++++ DOCUMENT TEXT ++++

Hank, as pictured above, is 500 pounds—unusually large for a black bear—and reminds me of when a trio of professional wrestlers were boarding our flight from Wausau, Wisconsin to Chicago late one evening.

My boss and I were making a connection back to New York after a one-day meeting in Wausau (saw nothing of the place other than a conference room) when it became apparent that the three very large individuals we saw in the bar were slated to be on our flight. 

Because it was a short, commuter type flight, I don't think the seats were pre-assigned. When the wrestlers sat close to each other I distinctly remember the flight attendant separating them and distributing them—and thus their weight—to different parts of the aircraft. We weren't leaving until the load was better balanced. It seemed like they got a lot of that.

The February 22, 2022 NYT story tells us of attributing more than two dozen home break-ins to the gargantuan black bear that has earned the nickname Hank the Tank.

Hank has evaded capture, bypassing a trap set for him. But patience is running out, and the last resort of euthanizing the bear is becoming increasingly likely. Most residents of the gated community don't want that, they just want the problem to go away.

Unfortunately for Hank, the sanctuaries are filled, and relocation deep into the forest either just eventually leads him to come back, or causes Hank to be the same problem somewhere else. He has acquired a strong addiction for human leftovers, and may not even be hibernating because the pickings are so lush. Born to eat and run.

In fact, it turns out in a follow-up story in the Times, it is revealed that it is now thought that there is more than one Hank, perhaps as many as three of them based on DNA evidence. Extremely large black bears tend to look alike and may not carry the right id. To the untrained human, they look alike. 

Thus, Hank has not acted alone, reinforcing conspiracy theories. This is good news for Hank I. With multiple bears involved, the California Department of Fish and Wildlife said it would work in the coming weeks and months to trap and study them and then release them into more suitable habitats.

This is when the NIMBY people might really have a valid concern: please, not in my backyard.

++++ STORED DATA ++++

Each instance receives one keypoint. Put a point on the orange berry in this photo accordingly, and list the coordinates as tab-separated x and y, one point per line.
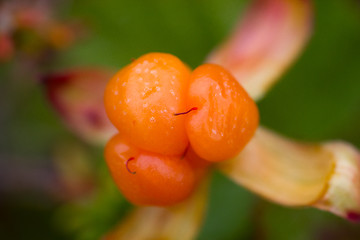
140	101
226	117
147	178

++++

* **WHAT TO PRODUCE**:
Can you condense the paragraph beginning "Unfortunately for Hank, the sanctuaries" in the piece about Hank the Tank into a short bulleted list that keeps its main facts?

* **THE ANSWER**:
- The sanctuaries are full.
- Moving Hank deep into the forest either leads him to come back or makes him the same problem somewhere else.
- He is strongly addicted to human leftovers.
- He may not even be hibernating because food is so plentiful.